• Listing
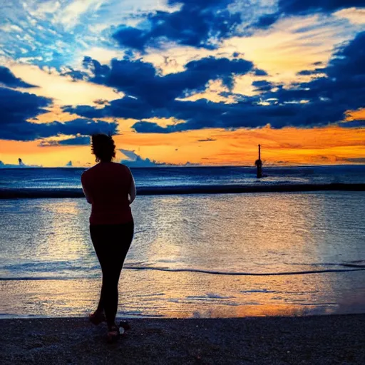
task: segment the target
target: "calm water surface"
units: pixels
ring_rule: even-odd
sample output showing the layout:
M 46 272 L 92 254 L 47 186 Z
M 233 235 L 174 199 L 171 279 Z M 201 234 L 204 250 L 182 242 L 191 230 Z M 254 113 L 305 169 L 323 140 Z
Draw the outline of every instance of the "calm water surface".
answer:
M 93 309 L 89 210 L 83 199 L 0 201 L 2 317 Z M 363 192 L 143 196 L 133 210 L 120 315 L 364 312 Z

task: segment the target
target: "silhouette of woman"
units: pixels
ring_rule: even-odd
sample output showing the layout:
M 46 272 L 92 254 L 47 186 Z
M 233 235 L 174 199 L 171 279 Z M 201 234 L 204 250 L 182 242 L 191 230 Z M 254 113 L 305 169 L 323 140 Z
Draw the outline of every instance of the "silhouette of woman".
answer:
M 90 234 L 103 274 L 97 309 L 89 315 L 96 325 L 108 324 L 108 339 L 118 337 L 115 325 L 118 283 L 124 259 L 133 238 L 134 222 L 130 205 L 135 198 L 135 185 L 127 166 L 112 162 L 115 145 L 111 136 L 91 137 L 95 166 L 81 176 L 83 190 L 91 204 Z

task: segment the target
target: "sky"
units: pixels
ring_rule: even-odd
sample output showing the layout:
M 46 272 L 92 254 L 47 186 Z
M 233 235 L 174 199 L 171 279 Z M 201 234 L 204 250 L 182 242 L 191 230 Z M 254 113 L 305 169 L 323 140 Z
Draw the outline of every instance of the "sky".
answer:
M 0 165 L 365 163 L 365 0 L 0 4 Z

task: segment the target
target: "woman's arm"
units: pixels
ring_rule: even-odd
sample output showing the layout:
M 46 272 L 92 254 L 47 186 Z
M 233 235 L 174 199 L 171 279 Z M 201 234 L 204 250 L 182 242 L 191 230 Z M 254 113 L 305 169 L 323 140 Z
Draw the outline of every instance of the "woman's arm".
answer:
M 85 197 L 86 198 L 86 201 L 91 204 L 91 200 L 90 199 L 90 195 L 88 192 L 88 190 L 86 190 L 86 187 L 85 186 L 84 182 L 83 182 L 83 175 L 81 175 L 81 186 L 83 187 L 83 195 L 85 195 Z
M 134 182 L 133 175 L 132 173 L 130 173 L 131 182 L 130 182 L 130 187 L 129 189 L 129 204 L 132 204 L 135 199 L 135 195 L 137 192 L 135 190 L 135 182 Z

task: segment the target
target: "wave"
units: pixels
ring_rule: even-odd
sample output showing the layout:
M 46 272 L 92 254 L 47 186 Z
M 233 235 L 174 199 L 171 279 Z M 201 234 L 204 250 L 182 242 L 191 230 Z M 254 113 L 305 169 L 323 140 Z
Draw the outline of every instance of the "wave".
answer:
M 304 270 L 281 272 L 221 272 L 214 270 L 205 270 L 200 269 L 170 269 L 168 267 L 135 267 L 125 266 L 123 269 L 129 270 L 156 270 L 169 272 L 198 272 L 200 274 L 208 274 L 212 275 L 229 275 L 229 276 L 247 276 L 247 277 L 269 277 L 269 276 L 286 276 L 286 275 L 304 275 L 309 274 L 325 274 L 329 272 L 350 272 L 357 271 L 365 271 L 365 267 L 349 268 L 349 269 L 327 269 L 322 270 Z M 97 279 L 98 277 L 90 275 L 78 276 L 44 276 L 44 277 L 0 277 L 0 281 L 11 280 L 72 280 L 72 279 Z
M 347 190 L 365 191 L 365 184 L 281 184 L 264 185 L 186 185 L 142 187 L 137 188 L 138 195 L 162 195 L 176 194 L 225 194 L 242 192 L 284 192 L 305 191 Z M 0 188 L 0 199 L 83 197 L 80 188 Z

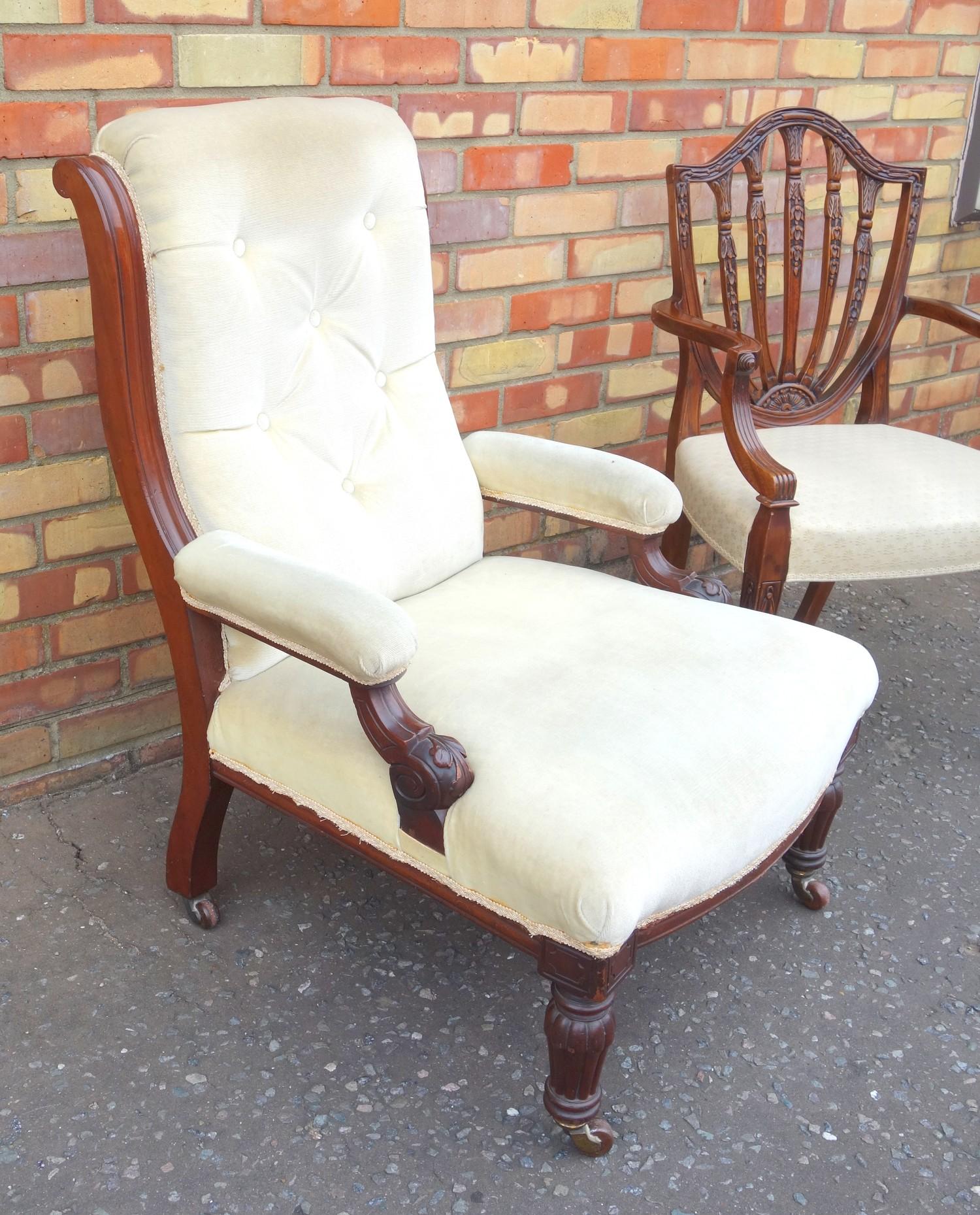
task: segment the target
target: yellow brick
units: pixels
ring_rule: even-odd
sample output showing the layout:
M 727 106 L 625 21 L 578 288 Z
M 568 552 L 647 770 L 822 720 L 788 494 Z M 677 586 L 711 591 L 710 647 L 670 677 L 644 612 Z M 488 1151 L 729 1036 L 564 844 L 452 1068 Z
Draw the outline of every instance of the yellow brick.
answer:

• What is being asked
Report every line of the records that contains the string "surface", copying each line in full. Case counts.

• Full response
target: "calm water surface"
Draw the outline of every instance of the "calm water surface".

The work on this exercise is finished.